Task requirements => In the entries below, how many lines contain the string "edge"? State the number and nothing else.

Material to process Block Start

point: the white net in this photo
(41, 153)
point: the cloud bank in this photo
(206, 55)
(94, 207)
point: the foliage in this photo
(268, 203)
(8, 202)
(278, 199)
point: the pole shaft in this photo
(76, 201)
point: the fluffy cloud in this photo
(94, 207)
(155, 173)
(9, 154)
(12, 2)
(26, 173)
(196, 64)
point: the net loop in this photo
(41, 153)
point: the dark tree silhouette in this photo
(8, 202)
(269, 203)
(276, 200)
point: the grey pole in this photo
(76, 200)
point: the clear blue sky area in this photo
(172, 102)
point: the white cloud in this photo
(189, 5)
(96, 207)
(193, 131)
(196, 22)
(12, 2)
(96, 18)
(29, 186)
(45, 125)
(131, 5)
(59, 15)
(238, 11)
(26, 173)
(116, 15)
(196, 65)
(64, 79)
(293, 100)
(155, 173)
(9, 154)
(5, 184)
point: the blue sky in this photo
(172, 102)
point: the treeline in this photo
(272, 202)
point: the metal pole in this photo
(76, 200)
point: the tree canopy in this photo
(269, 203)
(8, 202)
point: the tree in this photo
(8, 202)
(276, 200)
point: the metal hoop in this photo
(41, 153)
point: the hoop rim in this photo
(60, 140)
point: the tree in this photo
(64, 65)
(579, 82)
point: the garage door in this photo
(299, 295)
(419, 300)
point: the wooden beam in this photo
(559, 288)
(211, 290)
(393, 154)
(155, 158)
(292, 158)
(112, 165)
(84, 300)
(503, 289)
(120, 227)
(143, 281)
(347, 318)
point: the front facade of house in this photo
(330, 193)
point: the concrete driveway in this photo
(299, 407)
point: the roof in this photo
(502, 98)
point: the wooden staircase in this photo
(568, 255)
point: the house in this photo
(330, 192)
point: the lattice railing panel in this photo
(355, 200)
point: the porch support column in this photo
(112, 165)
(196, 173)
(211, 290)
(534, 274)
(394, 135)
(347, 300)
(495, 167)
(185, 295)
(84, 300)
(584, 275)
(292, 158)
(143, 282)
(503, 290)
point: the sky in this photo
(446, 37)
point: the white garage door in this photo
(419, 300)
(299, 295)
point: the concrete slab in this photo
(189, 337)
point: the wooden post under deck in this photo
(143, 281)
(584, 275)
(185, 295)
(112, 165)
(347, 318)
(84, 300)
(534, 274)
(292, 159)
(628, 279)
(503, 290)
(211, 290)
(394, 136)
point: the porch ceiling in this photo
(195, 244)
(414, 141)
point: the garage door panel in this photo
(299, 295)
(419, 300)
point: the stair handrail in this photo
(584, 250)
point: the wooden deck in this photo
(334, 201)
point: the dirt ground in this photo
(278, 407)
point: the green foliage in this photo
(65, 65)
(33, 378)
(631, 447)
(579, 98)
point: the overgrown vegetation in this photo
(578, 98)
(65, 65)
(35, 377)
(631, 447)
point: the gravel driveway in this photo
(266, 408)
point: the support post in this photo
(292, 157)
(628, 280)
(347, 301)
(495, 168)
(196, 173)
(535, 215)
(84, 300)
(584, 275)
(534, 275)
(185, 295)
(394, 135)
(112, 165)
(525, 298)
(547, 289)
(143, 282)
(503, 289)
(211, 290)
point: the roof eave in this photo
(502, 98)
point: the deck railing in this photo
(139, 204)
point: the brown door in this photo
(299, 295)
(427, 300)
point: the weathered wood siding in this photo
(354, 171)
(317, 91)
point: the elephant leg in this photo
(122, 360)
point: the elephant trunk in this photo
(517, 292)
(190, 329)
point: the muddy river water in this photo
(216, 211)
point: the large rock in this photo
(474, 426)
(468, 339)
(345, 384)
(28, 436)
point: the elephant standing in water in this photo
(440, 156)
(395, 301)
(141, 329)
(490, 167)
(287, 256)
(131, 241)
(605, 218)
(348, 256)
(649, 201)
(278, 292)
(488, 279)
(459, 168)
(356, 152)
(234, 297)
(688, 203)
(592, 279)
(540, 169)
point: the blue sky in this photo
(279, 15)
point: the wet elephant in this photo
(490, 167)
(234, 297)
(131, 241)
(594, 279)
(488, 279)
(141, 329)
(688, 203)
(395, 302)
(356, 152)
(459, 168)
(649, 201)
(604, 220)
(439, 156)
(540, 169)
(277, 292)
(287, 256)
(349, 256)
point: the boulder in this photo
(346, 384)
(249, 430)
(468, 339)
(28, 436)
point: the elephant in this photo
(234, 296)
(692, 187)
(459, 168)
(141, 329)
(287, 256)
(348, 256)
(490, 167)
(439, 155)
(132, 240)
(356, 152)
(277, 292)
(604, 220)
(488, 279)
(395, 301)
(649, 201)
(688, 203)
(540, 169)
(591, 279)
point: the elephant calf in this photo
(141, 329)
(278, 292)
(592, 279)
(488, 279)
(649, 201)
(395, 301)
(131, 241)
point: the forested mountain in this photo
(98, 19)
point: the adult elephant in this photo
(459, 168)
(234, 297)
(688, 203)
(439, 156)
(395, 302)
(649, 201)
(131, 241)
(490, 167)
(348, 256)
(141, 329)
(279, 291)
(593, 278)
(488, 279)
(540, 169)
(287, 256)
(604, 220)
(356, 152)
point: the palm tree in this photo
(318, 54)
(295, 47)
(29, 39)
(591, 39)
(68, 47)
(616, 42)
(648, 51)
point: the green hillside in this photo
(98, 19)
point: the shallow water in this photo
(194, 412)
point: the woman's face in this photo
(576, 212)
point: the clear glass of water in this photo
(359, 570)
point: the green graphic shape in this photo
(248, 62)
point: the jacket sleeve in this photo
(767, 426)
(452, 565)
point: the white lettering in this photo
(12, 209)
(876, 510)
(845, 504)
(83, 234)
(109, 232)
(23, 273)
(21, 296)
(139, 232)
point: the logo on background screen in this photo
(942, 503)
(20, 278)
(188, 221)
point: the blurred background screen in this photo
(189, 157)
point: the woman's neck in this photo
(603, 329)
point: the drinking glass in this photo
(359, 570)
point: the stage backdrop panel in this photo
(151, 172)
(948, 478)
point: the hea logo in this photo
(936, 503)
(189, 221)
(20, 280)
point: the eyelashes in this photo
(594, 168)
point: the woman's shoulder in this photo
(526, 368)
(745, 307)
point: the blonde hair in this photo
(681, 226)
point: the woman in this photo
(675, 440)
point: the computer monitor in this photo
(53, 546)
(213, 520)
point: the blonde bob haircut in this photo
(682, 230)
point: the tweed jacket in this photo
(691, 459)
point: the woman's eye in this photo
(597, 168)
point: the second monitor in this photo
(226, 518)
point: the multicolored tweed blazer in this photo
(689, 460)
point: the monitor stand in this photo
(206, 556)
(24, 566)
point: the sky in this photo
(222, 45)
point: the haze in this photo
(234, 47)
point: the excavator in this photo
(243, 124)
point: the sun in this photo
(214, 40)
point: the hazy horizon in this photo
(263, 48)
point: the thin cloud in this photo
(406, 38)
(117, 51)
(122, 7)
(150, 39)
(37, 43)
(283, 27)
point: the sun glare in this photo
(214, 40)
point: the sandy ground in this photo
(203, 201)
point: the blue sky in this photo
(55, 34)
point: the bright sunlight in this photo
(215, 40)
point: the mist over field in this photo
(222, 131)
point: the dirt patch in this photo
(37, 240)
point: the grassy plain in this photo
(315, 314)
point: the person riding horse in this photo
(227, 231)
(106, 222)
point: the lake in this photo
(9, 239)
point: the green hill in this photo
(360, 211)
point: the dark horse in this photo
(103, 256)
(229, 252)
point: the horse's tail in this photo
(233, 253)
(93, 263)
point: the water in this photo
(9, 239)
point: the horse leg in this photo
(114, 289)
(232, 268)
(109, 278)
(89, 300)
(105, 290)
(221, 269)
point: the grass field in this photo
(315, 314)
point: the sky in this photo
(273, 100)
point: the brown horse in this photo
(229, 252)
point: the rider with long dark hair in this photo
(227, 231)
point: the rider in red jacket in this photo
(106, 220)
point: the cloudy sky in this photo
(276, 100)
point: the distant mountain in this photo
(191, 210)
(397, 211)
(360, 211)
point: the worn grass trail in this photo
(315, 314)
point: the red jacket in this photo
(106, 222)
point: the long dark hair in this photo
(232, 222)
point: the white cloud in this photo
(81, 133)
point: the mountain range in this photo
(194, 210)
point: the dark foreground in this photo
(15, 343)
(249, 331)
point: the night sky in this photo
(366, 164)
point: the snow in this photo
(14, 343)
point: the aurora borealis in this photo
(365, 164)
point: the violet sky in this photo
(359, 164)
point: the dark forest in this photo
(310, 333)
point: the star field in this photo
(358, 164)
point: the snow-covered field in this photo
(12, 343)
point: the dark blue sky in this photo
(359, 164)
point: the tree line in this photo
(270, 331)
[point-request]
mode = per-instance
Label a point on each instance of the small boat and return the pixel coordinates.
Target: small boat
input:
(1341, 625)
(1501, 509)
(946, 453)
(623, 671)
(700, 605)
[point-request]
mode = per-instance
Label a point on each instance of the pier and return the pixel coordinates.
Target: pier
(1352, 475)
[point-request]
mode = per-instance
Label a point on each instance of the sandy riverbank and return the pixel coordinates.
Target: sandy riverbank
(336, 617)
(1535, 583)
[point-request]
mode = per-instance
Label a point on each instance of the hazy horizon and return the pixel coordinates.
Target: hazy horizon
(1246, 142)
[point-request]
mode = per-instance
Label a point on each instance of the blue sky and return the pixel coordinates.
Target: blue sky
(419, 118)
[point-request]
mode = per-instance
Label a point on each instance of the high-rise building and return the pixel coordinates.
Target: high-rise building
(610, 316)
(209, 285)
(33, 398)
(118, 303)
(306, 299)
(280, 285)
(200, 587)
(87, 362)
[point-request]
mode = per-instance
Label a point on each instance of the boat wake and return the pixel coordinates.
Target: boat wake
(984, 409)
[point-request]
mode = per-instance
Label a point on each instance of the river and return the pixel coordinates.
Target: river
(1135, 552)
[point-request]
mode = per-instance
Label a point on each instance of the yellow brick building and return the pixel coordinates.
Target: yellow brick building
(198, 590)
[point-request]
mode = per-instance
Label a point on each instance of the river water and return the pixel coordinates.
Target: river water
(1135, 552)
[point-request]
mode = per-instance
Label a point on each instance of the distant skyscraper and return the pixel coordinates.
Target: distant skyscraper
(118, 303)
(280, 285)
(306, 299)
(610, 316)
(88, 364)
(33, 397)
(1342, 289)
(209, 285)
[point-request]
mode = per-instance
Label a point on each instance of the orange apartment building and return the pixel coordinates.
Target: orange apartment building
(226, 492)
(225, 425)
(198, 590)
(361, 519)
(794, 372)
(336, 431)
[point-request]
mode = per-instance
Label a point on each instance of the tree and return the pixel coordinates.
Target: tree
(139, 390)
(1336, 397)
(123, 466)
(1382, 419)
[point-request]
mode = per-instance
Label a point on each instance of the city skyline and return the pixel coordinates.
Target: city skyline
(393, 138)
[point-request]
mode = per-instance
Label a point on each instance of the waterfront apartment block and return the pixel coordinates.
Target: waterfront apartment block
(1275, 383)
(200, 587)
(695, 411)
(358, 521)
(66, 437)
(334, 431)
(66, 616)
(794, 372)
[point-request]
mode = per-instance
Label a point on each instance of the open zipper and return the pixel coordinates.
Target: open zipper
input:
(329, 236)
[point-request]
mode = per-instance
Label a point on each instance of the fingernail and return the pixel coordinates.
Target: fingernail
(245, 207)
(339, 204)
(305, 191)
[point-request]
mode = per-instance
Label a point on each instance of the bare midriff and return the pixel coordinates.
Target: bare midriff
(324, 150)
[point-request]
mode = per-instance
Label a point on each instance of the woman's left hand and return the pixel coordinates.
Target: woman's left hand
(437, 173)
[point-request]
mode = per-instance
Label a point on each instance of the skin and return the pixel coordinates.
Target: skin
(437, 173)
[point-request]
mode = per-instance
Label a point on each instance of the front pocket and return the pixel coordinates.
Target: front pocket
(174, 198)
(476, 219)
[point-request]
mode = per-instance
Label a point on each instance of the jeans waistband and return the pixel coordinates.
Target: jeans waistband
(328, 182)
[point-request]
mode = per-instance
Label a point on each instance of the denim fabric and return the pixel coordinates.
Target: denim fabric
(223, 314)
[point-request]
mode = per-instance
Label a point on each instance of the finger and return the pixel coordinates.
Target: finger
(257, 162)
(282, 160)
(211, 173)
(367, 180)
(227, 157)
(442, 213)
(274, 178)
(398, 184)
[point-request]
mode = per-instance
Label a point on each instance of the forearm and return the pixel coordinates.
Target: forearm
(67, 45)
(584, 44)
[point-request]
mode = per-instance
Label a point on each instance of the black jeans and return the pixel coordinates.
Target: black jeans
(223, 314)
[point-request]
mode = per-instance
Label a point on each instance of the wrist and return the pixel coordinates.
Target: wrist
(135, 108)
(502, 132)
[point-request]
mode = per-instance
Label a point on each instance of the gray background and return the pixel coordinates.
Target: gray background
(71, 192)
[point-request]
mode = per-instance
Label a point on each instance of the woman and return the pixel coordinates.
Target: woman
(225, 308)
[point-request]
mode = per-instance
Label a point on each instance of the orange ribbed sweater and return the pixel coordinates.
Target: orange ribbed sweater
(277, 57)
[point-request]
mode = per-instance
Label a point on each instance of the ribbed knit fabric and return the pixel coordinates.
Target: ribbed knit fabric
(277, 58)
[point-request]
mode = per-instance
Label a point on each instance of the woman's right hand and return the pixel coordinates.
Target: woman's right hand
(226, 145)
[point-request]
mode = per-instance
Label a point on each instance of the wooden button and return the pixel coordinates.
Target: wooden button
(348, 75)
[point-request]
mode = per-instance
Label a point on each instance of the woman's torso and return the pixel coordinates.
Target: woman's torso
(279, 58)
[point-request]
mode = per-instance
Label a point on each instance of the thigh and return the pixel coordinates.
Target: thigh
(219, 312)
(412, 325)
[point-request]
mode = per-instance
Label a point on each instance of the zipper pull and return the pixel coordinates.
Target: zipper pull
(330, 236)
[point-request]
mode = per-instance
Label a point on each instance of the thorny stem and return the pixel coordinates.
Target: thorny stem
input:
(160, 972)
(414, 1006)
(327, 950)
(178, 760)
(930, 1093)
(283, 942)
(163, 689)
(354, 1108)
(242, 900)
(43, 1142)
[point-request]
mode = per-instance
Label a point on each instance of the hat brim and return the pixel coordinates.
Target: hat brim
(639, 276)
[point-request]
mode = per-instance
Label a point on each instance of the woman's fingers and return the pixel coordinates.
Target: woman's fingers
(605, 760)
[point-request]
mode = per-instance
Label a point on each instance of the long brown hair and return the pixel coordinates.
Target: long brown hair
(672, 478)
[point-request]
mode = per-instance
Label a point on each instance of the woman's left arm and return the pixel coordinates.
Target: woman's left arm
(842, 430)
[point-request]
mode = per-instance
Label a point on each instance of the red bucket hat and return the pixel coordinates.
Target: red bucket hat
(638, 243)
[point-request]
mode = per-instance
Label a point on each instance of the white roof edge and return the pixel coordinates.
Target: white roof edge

Material to process Block End

Exercise result => 2